**Source passage:**
Electric feast from the east
China exports latest technology for organic food
In dramatic style, China has surged ahead with the production of organic fruit and vegetables at affordable prices. Since the breakthrough achieved five years ago, China’s ‘ion farmers’ have grown exponentially – and it’s all thanks to electricity!
If it sounds like science fiction, you’re excused, but in fact electromagnetic pulses are beating pests and accelerating plant growth in millions of greenhouses across the country.
Facing the daunting task of feeding a burgeoning population with limited farmland, Chinese scientists were obliged to go far beyond mechanization and automation. Though yields and output tripled in the decades following the Chinese economic miracle, more was needed, and every promising method considered.
Hydroponics and urban farming are successful on a limited scale, but for truly big yields that don’t cost the earth, agri boffins embraced experimental innovation. The result is electro culture – farming in controlled environments, with exposed electric wires suspended above the plants. High voltage pulses ionize the air, killing bacteria and plant viruses, and discouraging insects, while promoting metabolism in the plants, at a cellular level.

(Data items)
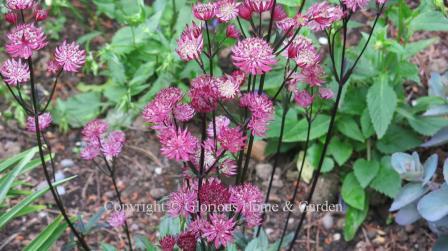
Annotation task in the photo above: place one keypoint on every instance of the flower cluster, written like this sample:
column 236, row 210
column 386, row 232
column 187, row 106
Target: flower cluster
column 99, row 143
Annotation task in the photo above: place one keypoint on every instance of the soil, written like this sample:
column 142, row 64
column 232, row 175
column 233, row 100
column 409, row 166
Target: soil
column 145, row 176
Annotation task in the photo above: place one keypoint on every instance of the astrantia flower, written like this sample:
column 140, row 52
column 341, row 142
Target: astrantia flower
column 19, row 4
column 24, row 39
column 248, row 200
column 187, row 241
column 244, row 12
column 259, row 5
column 219, row 230
column 326, row 93
column 70, row 56
column 179, row 146
column 167, row 243
column 204, row 11
column 231, row 139
column 214, row 195
column 190, row 43
column 15, row 72
column 183, row 112
column 232, row 32
column 90, row 152
column 253, row 55
column 303, row 98
column 160, row 109
column 182, row 202
column 228, row 167
column 44, row 122
column 204, row 94
column 117, row 219
column 322, row 15
column 11, row 17
column 226, row 10
column 228, row 87
column 355, row 5
column 220, row 123
column 94, row 129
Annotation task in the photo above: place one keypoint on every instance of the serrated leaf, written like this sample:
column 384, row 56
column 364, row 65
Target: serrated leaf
column 365, row 171
column 381, row 102
column 353, row 193
column 387, row 181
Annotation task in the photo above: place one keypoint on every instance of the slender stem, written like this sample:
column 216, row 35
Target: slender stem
column 53, row 190
column 299, row 177
column 277, row 154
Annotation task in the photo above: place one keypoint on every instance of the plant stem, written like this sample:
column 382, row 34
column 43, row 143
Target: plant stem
column 53, row 190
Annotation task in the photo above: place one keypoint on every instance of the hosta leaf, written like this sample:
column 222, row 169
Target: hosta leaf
column 365, row 171
column 382, row 102
column 352, row 192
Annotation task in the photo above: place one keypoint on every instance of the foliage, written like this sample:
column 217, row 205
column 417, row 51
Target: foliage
column 422, row 196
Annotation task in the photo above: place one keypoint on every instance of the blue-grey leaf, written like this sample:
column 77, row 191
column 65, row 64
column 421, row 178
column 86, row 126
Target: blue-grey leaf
column 408, row 166
column 407, row 215
column 429, row 168
column 434, row 206
column 408, row 194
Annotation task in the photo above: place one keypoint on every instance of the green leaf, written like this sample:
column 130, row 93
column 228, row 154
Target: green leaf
column 5, row 185
column 387, row 181
column 353, row 193
column 46, row 234
column 382, row 102
column 341, row 151
column 11, row 213
column 353, row 219
column 348, row 126
column 365, row 171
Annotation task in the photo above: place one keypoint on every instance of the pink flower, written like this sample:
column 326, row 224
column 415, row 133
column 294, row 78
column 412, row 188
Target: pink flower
column 160, row 109
column 94, row 130
column 44, row 122
column 90, row 152
column 70, row 56
column 19, row 4
column 15, row 72
column 326, row 93
column 228, row 167
column 244, row 12
column 204, row 11
column 355, row 5
column 187, row 241
column 248, row 200
column 262, row 111
column 322, row 15
column 180, row 146
column 53, row 67
column 204, row 94
column 231, row 139
column 232, row 32
column 190, row 43
column 11, row 17
column 219, row 230
column 259, row 5
column 279, row 13
column 24, row 39
column 228, row 87
column 182, row 202
column 303, row 98
column 214, row 194
column 220, row 123
column 167, row 243
column 183, row 112
column 226, row 10
column 253, row 55
column 117, row 219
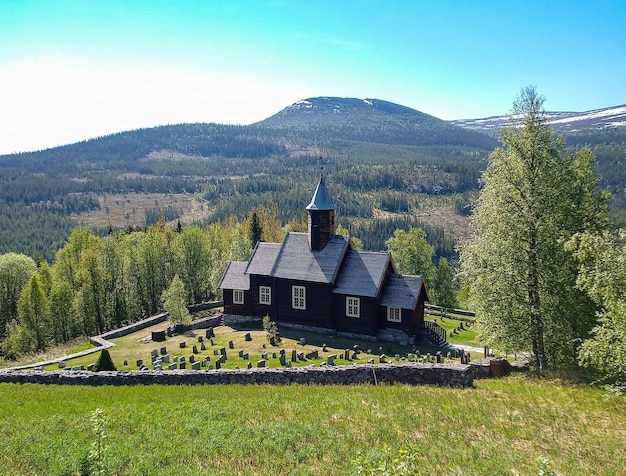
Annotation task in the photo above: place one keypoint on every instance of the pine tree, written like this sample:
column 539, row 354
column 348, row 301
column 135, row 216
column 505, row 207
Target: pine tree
column 104, row 362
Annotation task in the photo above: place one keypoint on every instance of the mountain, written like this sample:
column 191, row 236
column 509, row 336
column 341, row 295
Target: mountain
column 562, row 122
column 370, row 120
column 389, row 166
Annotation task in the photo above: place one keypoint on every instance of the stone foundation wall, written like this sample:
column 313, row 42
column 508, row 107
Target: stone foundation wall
column 450, row 375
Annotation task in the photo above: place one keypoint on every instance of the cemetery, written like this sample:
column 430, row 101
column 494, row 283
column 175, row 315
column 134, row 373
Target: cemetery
column 241, row 351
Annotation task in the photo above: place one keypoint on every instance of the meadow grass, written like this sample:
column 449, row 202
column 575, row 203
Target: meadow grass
column 498, row 427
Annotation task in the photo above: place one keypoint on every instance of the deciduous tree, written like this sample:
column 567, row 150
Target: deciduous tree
column 522, row 280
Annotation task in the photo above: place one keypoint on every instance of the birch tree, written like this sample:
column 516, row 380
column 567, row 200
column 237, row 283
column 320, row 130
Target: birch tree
column 522, row 281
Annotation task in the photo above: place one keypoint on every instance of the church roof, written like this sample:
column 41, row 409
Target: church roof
column 402, row 291
column 235, row 276
column 362, row 273
column 297, row 261
column 321, row 199
column 263, row 258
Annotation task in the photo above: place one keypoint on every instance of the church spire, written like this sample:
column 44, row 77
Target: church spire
column 321, row 212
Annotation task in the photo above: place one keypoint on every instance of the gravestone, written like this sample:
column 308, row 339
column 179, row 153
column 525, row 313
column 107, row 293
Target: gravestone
column 158, row 336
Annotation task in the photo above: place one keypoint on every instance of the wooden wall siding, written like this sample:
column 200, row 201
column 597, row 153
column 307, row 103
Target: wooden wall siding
column 366, row 324
column 321, row 228
column 318, row 297
column 408, row 324
column 244, row 309
column 258, row 309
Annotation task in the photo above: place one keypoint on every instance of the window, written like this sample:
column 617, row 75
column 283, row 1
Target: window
column 394, row 314
column 265, row 295
column 298, row 297
column 237, row 296
column 353, row 307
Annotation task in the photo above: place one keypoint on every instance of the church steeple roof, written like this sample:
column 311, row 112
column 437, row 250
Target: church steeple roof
column 321, row 200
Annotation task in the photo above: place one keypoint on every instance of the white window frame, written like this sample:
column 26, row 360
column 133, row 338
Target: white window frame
column 238, row 296
column 353, row 306
column 394, row 314
column 265, row 295
column 298, row 297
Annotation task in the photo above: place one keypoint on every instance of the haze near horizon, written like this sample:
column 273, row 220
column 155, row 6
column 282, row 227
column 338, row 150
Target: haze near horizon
column 70, row 71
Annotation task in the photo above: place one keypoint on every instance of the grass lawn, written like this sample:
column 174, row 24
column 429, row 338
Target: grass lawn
column 467, row 336
column 498, row 427
column 139, row 345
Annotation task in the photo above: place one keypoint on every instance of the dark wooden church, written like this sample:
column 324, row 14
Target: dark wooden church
column 317, row 279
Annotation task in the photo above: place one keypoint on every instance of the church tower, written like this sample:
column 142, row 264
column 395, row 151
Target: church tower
column 321, row 218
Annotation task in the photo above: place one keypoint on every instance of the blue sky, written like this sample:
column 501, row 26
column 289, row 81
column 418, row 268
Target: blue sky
column 73, row 70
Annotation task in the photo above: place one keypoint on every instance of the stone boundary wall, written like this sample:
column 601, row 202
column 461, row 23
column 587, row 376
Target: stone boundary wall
column 101, row 342
column 449, row 375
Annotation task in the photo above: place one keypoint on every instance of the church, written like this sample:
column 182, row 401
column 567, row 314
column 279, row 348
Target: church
column 317, row 279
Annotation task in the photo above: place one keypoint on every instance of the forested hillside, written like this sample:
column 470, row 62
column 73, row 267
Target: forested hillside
column 387, row 166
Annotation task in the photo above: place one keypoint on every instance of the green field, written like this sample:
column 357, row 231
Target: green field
column 499, row 427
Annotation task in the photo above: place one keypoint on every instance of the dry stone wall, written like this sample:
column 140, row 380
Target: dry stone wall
column 449, row 375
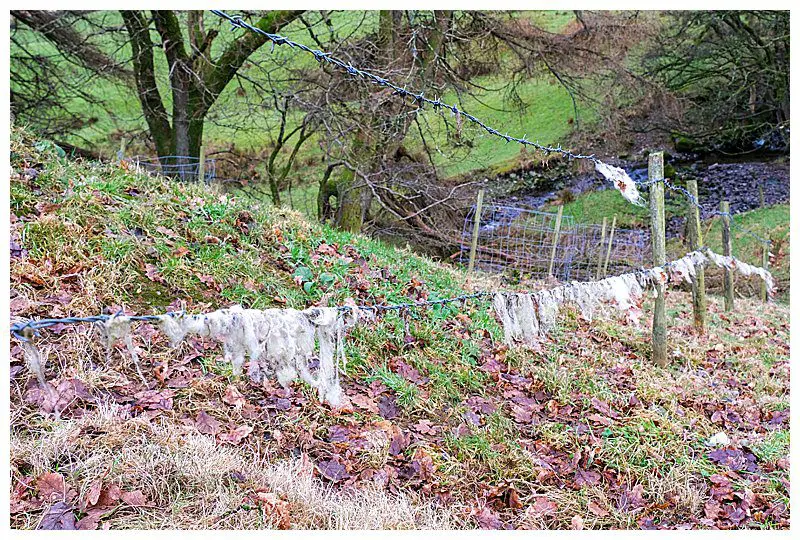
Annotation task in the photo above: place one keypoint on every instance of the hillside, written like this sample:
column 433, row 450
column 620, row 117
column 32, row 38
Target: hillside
column 444, row 426
column 114, row 112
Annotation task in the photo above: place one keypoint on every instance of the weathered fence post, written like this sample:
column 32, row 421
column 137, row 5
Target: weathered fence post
column 727, row 250
column 600, row 250
column 475, row 231
column 655, row 175
column 201, row 165
column 765, row 265
column 610, row 242
column 556, row 233
column 695, row 242
column 122, row 145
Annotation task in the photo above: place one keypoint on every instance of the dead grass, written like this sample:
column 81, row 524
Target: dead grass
column 195, row 483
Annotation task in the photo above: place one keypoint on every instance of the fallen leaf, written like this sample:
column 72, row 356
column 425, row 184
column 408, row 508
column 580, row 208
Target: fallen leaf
column 544, row 506
column 134, row 498
column 333, row 470
column 236, row 435
column 207, row 424
column 597, row 510
column 52, row 487
column 58, row 517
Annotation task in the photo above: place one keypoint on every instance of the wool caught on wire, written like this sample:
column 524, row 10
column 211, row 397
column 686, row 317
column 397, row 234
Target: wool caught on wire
column 529, row 317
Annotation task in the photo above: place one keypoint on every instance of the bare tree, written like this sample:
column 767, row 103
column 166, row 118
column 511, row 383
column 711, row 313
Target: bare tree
column 196, row 79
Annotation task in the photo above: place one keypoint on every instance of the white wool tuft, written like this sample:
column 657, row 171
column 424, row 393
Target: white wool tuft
column 278, row 342
column 734, row 264
column 519, row 318
column 622, row 182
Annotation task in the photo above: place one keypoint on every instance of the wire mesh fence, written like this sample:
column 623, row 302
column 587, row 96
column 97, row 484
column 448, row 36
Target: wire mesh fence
column 530, row 242
column 184, row 168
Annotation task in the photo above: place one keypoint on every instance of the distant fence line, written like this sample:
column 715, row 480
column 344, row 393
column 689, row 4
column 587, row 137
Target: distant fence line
column 540, row 244
column 185, row 168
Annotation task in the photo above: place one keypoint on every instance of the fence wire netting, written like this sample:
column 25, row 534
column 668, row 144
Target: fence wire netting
column 184, row 168
column 529, row 242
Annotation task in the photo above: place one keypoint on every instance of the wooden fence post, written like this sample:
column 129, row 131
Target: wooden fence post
column 201, row 165
column 610, row 242
column 600, row 251
column 556, row 233
column 655, row 175
column 695, row 241
column 122, row 145
column 765, row 265
column 727, row 250
column 475, row 231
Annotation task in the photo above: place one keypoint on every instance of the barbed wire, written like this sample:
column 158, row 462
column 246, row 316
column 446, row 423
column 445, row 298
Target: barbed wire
column 236, row 21
column 713, row 211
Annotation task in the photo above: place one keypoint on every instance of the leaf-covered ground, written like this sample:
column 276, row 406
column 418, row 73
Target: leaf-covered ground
column 443, row 426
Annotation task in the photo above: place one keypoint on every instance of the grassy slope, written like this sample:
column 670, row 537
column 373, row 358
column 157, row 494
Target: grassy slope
column 545, row 120
column 531, row 439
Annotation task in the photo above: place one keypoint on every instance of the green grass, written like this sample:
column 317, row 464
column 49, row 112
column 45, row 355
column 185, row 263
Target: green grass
column 546, row 118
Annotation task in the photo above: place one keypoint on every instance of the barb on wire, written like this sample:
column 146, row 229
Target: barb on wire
column 237, row 22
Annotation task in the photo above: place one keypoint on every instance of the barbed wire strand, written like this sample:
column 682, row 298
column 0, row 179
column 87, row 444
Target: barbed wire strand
column 236, row 21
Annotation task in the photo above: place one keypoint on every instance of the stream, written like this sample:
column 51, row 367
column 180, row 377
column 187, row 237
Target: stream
column 736, row 181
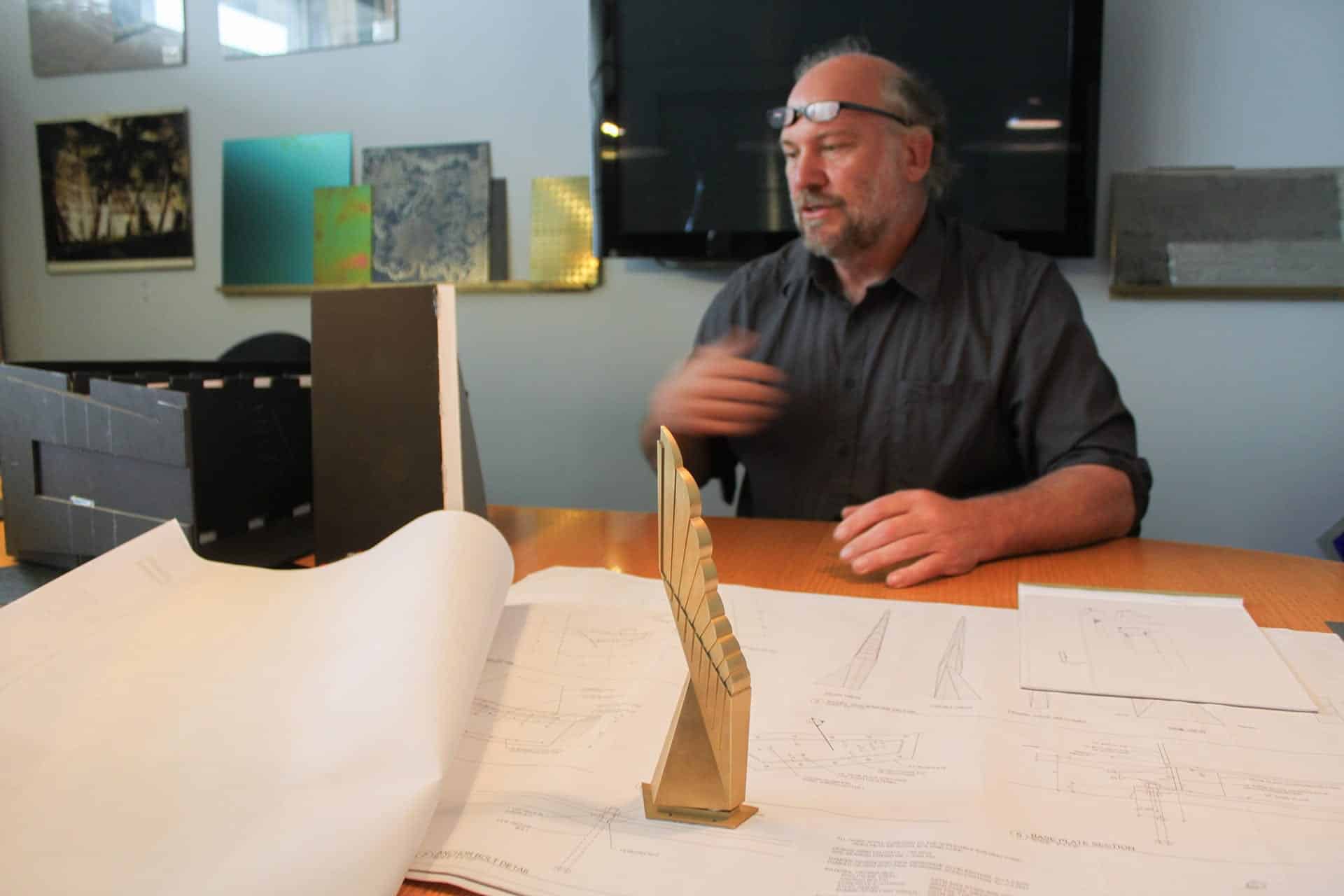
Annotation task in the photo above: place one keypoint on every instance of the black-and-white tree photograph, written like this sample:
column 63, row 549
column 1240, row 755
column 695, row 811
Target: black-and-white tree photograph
column 116, row 192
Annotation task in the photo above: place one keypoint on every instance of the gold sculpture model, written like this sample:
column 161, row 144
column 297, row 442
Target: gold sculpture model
column 702, row 773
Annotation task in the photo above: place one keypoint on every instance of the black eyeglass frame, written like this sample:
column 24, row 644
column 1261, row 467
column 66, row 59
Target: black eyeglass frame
column 781, row 117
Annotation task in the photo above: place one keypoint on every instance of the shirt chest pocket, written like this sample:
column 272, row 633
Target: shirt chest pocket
column 948, row 437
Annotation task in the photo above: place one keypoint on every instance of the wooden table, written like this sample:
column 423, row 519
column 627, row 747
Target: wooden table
column 1280, row 590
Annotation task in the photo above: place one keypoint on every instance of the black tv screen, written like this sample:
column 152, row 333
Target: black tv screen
column 686, row 166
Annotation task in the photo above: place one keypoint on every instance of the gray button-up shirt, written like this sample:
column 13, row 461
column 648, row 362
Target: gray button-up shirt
column 968, row 371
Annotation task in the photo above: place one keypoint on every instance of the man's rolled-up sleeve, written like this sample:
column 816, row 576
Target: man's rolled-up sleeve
column 1065, row 402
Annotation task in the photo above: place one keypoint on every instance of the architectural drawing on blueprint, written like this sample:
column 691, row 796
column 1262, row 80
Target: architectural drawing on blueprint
column 1174, row 711
column 1180, row 793
column 521, row 710
column 855, row 673
column 951, row 684
column 820, row 750
column 566, row 833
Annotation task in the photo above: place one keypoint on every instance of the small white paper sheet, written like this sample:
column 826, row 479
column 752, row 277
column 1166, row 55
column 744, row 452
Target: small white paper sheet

**Things to do:**
1. Summarize the electro culture article in two sentences.
2. Pick up the electro culture article after its final sentence and continue it.
The data items are separate material and have no connection to the electro culture article.

**Expected responses:**
1. Faced with feeding a growing population on limited farmland, Chinese scientists went beyond mechanization and automation and developed electro culture, in which exposed electric wires hang above plants in controlled environments. Its high-voltage pulses ionize the air, killing bacteria and plant viruses, discouraging insects and promoting plant metabolism, and the method is now used in millions of greenhouses across China to produce affordable organic fruit and vegetables.

2.
All of which means they need less or no pesticides, and even less fertilizer. So the fruit and veggies can be grown organically, without the high prices. These methods are so successful, that farmers from other countries are importing Chinese agritech based on electric farming.
Now, when you ask for ‘Chinese food’ it’s not chop suey takeout you’re after, but the best organic veggies available – thanks to electricity!
ANALYSIS >> SYNTHESIS: How this scenario came to be
The Atomic Garden
In the 1950s and 1960s, the U.S. government launched a program called Atoms For Peace to give nuclear energy some positive press. One of the public relations strategies included so-called gamma gardens, also known as atomic gardens. Basically people used nuclear radiation to try to grow mutant plants. The hope was that the mutations would be beneficial — that plants would grow faster, be more resistant to cold or pests, produce bigger fruits or simply be more colorful, for example, making the practice more attractive to farmers and gardeners.